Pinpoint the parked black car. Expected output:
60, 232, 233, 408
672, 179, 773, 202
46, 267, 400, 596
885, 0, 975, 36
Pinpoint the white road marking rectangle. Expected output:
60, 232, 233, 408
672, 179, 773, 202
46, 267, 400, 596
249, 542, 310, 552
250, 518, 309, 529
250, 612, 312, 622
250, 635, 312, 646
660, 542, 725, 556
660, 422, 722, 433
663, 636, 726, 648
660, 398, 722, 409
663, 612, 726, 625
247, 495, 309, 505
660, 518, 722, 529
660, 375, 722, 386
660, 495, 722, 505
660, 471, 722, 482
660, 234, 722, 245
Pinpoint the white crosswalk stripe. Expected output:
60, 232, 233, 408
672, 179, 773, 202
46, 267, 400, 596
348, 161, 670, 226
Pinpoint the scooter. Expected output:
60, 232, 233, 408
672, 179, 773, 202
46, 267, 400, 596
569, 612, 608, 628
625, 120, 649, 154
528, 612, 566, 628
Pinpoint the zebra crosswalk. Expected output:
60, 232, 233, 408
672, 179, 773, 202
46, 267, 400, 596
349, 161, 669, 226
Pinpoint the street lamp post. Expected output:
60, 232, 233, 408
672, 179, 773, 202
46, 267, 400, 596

__Stated exercise__: Give only the number of lines in the listing above that contain the string "Expected".

__Answer to the exercise__: 6